TASK A>
Reproduce, word for word, the whole post on the Land Reform Review Group's final report.

EXTRACT TO READ>

........

The Land of Scotland and the Common Good: LRRG’s Final Report

The Land Reform Review Group (LRRG) published its much anticipated final report, The Land of Scotland and the Common Good, yesterday. The Scottish Government established the Group in July 2012 with a remit to develop “innovative and radical” land reform proposals addressing greater diversity of land ownership and ownership types, support for communities in land acquisition and management and new relationships between land, people, economy and environment in Scotland.

That’s a daunting set of tasks to say the least, particularly given the complex, contentious and expansive nature of the ‘Land Question’ in Scotland. It’s therefore to the LRRG’s great credit that ‘The Land of Scotland and the Common Good’ largely succeeds in fulfilling its remit; all the more so given the Group’s much maligned Interim Report published in May last year and the disruption caused by the resignations of its two original Vice-Chairs, Professor James Hunter and Dr Sarah Skerratt for personal and work-related reasons respectively.

In the wake of that Interim Report, a re-booted LRRG, in which the Chair, Dr Alison Elliot, was joined by John Watt, Ian Cooke and Pip Tabor as new Vice-Chairs and Robin Callander as Special Advisor, confirmed that it would be looking at the “broad sweep of what might be considered land reform issues in Scotland”. ‘The Land of Scotland and the Common Good’ certainly does that. In 263 carefully structured pages the report contextualises land reform in Scotland to date and presents background information, analysis and recommendations on a host of inter-related issues pertaining to aspects of land ownership and use ranging from community and public ownership to local development, housing and agricultural land holdings.

An overarching theme of the analysis is that Scotland’s land tenure system should operate for the common good of the people of Scotland as a whole. Refreshingly, the report also provides a definition of land reform as encompassing “measures that modify or change the arrangements governing the possession and use of land in Scotland in the public interest”. As Andy Wightman notes in his blog, the report’s statement of that definition is important because it dispels the myth that ‘land reform’ is somehow the exclusive preserve of rural Scotland or, even more myopically, the Highlands and Islands.

........

DATA ENTRIES>
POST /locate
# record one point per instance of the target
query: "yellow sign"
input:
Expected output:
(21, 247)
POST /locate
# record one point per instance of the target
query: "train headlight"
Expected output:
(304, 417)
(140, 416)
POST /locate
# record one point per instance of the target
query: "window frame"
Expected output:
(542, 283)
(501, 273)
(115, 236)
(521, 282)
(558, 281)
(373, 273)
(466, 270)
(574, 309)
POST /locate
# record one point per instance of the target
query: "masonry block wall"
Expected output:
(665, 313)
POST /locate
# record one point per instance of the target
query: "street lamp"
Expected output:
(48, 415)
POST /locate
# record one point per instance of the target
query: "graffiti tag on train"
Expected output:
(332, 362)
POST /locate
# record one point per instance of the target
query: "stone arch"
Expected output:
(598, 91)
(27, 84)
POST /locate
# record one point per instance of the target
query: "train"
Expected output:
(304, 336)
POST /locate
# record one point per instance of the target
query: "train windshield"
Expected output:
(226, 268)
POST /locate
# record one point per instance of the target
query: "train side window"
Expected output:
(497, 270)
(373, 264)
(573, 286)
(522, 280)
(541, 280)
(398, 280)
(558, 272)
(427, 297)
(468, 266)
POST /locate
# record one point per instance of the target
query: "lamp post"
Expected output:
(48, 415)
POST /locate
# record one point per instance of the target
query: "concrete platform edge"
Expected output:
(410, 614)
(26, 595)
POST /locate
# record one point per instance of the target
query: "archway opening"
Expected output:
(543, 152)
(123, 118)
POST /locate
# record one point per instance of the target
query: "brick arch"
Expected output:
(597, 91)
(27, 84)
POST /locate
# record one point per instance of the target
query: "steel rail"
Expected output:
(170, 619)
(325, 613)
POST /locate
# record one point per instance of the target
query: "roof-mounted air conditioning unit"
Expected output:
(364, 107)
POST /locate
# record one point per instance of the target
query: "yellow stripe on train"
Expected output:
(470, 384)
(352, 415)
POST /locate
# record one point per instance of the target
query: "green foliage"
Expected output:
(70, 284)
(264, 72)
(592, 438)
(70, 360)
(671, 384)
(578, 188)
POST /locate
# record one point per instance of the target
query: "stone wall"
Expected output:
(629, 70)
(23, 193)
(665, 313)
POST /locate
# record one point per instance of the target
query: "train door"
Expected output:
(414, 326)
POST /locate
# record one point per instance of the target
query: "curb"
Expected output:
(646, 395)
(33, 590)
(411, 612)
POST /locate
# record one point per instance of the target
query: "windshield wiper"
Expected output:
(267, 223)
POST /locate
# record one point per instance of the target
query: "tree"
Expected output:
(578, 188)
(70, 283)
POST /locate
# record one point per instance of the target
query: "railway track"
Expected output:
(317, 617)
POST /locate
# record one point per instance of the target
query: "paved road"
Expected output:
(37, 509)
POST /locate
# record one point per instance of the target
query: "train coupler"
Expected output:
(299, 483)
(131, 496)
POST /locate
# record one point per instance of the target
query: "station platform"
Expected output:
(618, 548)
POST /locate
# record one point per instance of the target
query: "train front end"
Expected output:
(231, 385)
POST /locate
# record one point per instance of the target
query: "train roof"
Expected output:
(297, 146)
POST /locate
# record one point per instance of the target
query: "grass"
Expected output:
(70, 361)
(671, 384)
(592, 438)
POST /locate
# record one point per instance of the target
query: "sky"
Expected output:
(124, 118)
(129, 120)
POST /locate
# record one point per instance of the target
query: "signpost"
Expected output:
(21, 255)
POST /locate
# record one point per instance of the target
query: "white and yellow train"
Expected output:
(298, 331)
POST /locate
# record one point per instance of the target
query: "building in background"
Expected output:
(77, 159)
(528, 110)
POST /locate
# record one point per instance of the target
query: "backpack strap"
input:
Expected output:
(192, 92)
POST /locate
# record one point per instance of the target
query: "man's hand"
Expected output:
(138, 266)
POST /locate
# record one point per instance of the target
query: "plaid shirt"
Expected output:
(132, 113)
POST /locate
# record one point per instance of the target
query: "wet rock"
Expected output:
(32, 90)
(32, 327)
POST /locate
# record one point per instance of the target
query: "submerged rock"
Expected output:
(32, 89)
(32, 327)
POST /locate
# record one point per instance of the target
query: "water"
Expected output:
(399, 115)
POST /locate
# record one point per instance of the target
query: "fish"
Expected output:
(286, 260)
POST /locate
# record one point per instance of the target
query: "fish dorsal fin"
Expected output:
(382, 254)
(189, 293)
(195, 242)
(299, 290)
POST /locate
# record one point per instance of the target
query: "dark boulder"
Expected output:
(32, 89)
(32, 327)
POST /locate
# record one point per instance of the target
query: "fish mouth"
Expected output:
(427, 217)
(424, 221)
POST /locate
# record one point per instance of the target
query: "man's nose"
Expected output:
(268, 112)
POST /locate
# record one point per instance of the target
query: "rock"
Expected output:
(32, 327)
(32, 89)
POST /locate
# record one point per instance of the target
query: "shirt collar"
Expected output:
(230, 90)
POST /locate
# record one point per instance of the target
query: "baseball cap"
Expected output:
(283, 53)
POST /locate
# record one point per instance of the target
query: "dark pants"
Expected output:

........

TASK B>
Gather every line of the records that contains the word "train".

COMPLETE RESPONSE A>
The Land of Scotland and the Common Good: LRRG’s Final Report

The Land Reform Review Group (LRRG) published its much anticipated final report, The Land of Scotland and the Common Good, yesterday. The Scottish Government established the Group in July 2012 with a remit to develop “innovative and radical” land reform proposals addressing greater diversity of land ownership and ownership types, support for communities in land acquisition and management and new relationships between land, people, economy and environment in Scotland.

That’s a daunting set of tasks to say the least, particularly given the complex, contentious and expansive nature of the ‘Land Question’ in Scotland. It’s therefore to the LRRG’s great credit that ‘The Land of Scotland and the Common Good’ largely succeeds in fulfilling its remit; all the more so given the Group’s much maligned Interim Report published in May last year and the disruption caused by the resignations of its two original Vice-Chairs, Professor James Hunter and Dr Sarah Skerratt for personal and work-related reasons respectively.

In the wake of that Interim Report, a re-booted LRRG, in which the Chair, Dr Alison Elliot, was joined by John Watt, Ian Cooke and Pip Tabor as new Vice-Chairs and Robin Callander as Special Advisor, confirmed that it would be looking at the “broad sweep of what might be considered land reform issues in Scotland”. ‘The Land of Scotland and the Common Good’ certainly does that. In 263 carefully structured pages the report contextualises land reform in Scotland to date and presents background information, analysis and recommendations on a host of inter-related issues pertaining to aspects of land ownership and use ranging from community and public ownership to local development, housing and agricultural land holdings.

An overarching theme of the analysis is that Scotland’s land tenure system should operate for the common good of the people of Scotland as a whole. Refreshingly, the report also provides a definition of land reform as encompassing “measures that modify or change the arrangements governing the possession and use of land in Scotland in the public interest”. As Andy Wightman notes in his blog, the report’s statement of that definition is important because it dispels the myth that ‘land reform’ is somehow the exclusive preserve of rural Scotland or, even more myopically, the Highlands and Islands.

COMPLETE RESPONSE B>
query: "train headlight"
query: "graffiti tag on train"
query: "train"
query: "train windshield"
query: "train side window"
query: "yellow stripe on train"
query: "train door"
query: "train coupler"
query: "train front end"
query: "train roof"
query: "white and yellow train"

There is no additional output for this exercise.